_PASSAGE GIVEN_:
- - - - -
Greatest hits album by John Michael Montgomery
- Released: August 26, 2003
- Genre: Country
- Label: Warner Bros. Nashville
- Producer: Various original producers New material produced by Byron Gallimore Compilation produced by James Austin and Paige Levy

John Michael Montgomery chronology
| Pictures (2002) | The Very Best of John Michael Montgomery (2003) | Mr. Snowman (2003) |

= The Very Best of John Michael Montgomery =

The Very Best of John Michael Montgomery is a compilation album released in 2003 by American country music artist John Michael Montgomery. It features eighteen songs from his first studio albums, ranging from his 1992 debut "Life's a Dance" to 2002's "'Til Nothing Comes Between Us". The tracks "Cool" and "One Day Less" were previously unreleased, and both produced by Byron Gallimore. "Cool" was later released on Montgomery's 2004 album Letters from Home, while "One Day Less" is not on any of his other albums.
- - - - -
Data extracted from a collection

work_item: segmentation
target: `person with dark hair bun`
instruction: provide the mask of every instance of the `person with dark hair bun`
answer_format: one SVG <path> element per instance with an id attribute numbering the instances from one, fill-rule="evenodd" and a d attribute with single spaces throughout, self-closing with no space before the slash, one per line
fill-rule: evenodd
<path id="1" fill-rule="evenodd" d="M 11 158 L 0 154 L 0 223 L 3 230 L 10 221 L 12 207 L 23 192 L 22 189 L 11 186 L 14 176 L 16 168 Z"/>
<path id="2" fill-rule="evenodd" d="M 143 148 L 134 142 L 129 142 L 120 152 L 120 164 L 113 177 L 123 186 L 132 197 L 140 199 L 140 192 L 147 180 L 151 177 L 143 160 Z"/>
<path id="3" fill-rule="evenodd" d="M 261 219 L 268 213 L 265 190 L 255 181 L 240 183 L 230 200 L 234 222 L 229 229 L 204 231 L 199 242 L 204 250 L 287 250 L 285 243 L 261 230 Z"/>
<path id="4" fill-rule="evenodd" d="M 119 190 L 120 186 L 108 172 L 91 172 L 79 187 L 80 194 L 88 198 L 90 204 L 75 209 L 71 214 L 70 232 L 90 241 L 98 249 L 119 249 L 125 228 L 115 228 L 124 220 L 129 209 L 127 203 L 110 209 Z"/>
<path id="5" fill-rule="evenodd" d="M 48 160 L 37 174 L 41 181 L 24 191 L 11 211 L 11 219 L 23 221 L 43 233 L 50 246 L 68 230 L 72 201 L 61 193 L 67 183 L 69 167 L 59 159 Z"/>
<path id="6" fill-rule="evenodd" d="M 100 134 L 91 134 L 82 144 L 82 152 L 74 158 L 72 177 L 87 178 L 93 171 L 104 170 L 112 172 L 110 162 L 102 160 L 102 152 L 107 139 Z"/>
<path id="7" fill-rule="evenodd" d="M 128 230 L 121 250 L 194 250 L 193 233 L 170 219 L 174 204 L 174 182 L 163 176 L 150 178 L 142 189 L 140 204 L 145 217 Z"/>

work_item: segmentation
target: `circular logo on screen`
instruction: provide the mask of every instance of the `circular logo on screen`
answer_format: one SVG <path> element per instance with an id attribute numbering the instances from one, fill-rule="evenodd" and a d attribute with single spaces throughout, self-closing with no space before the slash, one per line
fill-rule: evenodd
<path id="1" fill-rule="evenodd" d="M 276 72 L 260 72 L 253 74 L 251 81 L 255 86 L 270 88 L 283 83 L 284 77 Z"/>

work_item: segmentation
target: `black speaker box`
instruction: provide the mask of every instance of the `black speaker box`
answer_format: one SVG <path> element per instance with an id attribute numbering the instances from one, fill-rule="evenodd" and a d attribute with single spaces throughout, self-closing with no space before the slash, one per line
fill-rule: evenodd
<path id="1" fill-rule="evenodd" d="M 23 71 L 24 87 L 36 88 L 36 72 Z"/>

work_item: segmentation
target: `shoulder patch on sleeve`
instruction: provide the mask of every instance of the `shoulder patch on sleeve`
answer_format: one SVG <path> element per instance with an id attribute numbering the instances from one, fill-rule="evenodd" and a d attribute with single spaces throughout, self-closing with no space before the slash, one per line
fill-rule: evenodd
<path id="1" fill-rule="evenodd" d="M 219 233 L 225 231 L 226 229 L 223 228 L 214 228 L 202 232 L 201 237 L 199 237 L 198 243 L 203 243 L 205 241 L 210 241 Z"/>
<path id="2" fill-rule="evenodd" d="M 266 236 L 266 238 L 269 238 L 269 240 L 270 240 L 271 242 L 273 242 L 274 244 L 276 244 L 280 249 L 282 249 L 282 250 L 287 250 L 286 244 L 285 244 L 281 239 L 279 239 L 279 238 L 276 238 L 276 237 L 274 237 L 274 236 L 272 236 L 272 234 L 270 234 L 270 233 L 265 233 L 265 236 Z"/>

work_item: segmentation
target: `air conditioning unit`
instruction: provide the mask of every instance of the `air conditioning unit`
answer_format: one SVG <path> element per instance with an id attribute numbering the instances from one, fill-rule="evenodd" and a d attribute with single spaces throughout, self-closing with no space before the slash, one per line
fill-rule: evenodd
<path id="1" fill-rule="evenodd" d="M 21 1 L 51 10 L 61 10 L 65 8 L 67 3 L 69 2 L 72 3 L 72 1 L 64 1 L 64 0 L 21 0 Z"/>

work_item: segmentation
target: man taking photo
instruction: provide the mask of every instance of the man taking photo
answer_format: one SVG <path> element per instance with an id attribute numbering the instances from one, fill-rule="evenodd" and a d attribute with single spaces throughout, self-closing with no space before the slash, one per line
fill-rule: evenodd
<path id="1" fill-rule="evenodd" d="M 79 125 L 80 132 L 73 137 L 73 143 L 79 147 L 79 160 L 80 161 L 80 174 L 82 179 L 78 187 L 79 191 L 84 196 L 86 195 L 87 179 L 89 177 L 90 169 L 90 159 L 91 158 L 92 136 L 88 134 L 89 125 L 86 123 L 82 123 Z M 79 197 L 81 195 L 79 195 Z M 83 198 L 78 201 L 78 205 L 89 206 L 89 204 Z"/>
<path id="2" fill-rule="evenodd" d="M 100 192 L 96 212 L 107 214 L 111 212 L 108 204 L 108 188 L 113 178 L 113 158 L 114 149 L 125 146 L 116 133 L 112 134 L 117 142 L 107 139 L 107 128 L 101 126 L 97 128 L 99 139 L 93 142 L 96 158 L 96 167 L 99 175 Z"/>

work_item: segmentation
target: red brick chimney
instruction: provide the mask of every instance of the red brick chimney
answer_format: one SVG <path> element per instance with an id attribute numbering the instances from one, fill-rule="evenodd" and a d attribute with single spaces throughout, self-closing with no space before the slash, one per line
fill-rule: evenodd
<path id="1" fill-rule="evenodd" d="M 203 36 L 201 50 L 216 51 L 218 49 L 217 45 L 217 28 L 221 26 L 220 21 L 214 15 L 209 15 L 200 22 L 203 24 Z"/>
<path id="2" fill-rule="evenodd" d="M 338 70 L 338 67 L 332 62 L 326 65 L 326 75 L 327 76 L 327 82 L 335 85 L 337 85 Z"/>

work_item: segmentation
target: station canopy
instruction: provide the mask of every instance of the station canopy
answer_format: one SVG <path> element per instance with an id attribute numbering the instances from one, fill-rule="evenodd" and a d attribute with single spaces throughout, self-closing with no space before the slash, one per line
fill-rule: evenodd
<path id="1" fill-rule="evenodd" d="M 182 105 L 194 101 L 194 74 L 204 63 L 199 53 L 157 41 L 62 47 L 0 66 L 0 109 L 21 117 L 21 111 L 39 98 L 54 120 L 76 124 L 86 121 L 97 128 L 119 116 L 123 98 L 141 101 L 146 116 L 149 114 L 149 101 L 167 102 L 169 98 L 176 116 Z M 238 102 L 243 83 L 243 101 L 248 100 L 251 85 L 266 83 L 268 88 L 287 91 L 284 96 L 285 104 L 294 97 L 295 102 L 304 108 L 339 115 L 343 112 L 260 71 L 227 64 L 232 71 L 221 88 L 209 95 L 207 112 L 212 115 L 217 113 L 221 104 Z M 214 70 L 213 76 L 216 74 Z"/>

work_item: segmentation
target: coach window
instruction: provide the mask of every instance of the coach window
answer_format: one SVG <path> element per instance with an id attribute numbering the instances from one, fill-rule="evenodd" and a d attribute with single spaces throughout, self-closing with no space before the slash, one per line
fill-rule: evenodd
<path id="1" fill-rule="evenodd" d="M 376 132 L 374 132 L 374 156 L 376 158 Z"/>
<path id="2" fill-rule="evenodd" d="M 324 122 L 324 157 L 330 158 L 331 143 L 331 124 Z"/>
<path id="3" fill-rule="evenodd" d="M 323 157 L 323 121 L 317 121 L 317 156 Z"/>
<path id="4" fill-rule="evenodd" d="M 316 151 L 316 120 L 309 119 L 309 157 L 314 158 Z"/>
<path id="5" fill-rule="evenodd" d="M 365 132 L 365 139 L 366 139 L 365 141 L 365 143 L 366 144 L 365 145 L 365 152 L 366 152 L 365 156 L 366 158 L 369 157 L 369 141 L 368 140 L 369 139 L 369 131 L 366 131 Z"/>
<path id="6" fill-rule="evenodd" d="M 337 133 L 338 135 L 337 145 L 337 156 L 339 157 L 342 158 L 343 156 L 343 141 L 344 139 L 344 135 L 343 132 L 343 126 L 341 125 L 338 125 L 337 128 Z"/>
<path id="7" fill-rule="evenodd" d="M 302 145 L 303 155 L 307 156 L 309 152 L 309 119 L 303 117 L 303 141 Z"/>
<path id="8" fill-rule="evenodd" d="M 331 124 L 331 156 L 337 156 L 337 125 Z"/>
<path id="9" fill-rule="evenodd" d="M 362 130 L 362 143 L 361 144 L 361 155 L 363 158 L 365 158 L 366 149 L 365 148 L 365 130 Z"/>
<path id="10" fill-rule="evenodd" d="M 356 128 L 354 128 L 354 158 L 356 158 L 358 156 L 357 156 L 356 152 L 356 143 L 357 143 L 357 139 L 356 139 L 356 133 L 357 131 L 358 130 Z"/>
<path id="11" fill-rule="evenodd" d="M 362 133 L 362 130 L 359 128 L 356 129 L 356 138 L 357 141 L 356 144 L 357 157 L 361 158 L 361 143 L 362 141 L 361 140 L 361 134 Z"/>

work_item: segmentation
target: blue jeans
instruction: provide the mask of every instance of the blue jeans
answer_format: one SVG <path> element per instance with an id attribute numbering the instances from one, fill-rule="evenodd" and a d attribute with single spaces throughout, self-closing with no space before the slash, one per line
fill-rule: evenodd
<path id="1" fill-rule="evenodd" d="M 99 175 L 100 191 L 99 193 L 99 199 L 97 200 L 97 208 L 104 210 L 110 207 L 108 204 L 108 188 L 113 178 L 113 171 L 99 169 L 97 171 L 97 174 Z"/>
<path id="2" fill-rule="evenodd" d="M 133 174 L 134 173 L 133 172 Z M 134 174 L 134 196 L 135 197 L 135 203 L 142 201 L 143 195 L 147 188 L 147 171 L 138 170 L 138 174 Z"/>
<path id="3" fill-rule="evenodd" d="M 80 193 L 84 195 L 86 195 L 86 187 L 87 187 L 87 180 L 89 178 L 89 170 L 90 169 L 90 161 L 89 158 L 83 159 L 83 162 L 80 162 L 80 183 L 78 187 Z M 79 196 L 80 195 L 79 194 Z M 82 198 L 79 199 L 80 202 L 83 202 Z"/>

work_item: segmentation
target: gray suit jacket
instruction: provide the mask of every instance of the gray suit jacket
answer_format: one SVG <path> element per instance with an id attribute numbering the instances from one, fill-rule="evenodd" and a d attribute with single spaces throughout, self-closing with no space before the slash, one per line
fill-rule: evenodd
- - - - -
_CHALLENGES_:
a: Decide whether each statement agrees with the album passage, answering yes or no and quoting the words of the passage that settle it: (i) The compilation was issued on the Warner Bros. Nashville label. (ii) Both previously unreleased tracks later appeared on Letters from Home. (iii) The compilation features eighteen songs.
b: Print the album passage starting at the words "John Michael Montgomery chronology" and ending after the words "his other albums.".

_EXPECTED OUTPUTS_:
a:
(i) Yes: "Label: Warner Bros. Nashville"
(ii) No: "while "One Day Less" is not on any of his other albums"
(iii) Yes: "It features eighteen songs from his first studio albums"

b:
John Michael Montgomery chronology
| Pictures (2002) | The Very Best of John Michael Montgomery (2003) | Mr. Snowman (2003) |

= The Very Best of John Michael Montgomery =

The Very Best of John Michael Montgomery is a compilation album released in 2003 by American country music artist John Michael Montgomery. It features eighteen songs from his first studio albums, ranging from his 1992 debut "Life's a Dance" to 2002's "'Til Nothing Comes Between Us". The tracks "Cool" and "One Day Less" were previously unreleased, and both produced by Byron Gallimore. "Cool" was later released on Montgomery's 2004 album Letters from Home, while "One Day Less" is not on any of his other albums.